Directions:
Reproduce everything from the start of the entries below down to the line containing "[[326, 190, 413, 220], [109, 180, 145, 194]]", with both ends included and every character unchanged.
*** Extracted information ***
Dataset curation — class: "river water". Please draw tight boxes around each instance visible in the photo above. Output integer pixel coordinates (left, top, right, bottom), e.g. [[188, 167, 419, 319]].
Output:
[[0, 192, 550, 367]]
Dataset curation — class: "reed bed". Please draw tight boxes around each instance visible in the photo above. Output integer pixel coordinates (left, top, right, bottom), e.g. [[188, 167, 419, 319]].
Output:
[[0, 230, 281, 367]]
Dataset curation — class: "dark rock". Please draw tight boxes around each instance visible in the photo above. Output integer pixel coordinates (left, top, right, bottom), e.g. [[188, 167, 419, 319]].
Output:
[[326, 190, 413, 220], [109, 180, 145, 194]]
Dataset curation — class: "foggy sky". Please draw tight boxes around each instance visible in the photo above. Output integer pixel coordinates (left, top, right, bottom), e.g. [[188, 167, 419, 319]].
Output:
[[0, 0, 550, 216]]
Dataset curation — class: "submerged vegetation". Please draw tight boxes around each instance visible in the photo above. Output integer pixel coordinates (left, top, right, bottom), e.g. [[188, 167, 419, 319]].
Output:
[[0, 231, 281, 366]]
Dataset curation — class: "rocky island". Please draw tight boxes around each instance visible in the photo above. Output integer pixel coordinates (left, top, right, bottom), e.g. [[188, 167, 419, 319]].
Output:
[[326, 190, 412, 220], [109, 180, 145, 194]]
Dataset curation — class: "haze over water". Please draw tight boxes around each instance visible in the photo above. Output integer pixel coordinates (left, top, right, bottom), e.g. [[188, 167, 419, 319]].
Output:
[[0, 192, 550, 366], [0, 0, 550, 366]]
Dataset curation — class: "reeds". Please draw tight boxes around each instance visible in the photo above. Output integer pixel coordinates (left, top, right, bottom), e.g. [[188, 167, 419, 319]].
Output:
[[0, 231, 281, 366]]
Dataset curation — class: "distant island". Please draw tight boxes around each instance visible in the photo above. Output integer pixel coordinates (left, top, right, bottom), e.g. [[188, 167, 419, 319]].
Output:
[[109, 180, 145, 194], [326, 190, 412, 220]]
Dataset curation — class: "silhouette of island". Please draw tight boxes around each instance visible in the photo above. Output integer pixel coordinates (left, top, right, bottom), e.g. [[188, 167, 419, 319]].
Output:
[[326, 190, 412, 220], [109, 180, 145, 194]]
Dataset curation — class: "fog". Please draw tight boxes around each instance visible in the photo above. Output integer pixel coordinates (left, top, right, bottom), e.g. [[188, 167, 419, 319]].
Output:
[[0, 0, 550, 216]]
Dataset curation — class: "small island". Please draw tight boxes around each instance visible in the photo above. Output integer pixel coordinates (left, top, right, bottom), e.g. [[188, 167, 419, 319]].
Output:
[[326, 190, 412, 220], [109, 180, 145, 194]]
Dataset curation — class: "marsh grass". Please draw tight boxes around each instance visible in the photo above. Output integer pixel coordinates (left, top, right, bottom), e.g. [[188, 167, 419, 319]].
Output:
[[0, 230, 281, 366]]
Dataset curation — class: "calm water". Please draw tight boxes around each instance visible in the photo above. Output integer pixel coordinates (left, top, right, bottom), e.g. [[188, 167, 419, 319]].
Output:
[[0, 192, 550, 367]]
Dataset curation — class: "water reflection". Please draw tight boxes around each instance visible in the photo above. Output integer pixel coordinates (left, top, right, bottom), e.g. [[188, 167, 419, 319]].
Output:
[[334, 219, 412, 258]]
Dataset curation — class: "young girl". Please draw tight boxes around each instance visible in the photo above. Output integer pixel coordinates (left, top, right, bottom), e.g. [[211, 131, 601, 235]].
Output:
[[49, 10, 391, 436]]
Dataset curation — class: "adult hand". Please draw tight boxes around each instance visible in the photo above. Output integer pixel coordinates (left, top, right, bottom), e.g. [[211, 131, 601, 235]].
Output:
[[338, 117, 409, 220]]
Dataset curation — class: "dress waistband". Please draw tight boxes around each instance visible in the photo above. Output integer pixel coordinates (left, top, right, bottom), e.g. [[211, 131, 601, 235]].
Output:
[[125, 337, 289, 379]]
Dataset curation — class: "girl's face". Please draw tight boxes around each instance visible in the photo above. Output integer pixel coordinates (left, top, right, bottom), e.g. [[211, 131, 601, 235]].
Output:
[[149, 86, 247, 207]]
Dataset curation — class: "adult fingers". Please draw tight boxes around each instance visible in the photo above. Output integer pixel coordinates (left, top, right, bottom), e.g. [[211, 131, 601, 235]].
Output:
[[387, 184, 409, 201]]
***
Written response:
Dataset curation — class: "river water". Please draw tight boxes around each instance visible in the photo above. Output integer pixel coordinates (left, top, right, bottom), e.g. [[188, 167, 419, 319]].
Output:
[[0, 192, 550, 367]]
Dataset curation — class: "reed bed". Please draw tight boxes around each instance visible in the photo above. Output integer pixel coordinates (left, top, right, bottom), e.g. [[188, 167, 419, 319]].
Output:
[[0, 230, 281, 367]]
Dataset curation — class: "dark rock". Please draw tight boxes around each instance visible in the photo above. Output integer pixel coordinates (left, top, right, bottom), e.g. [[188, 167, 419, 319]].
Output:
[[326, 190, 413, 220], [109, 180, 145, 194]]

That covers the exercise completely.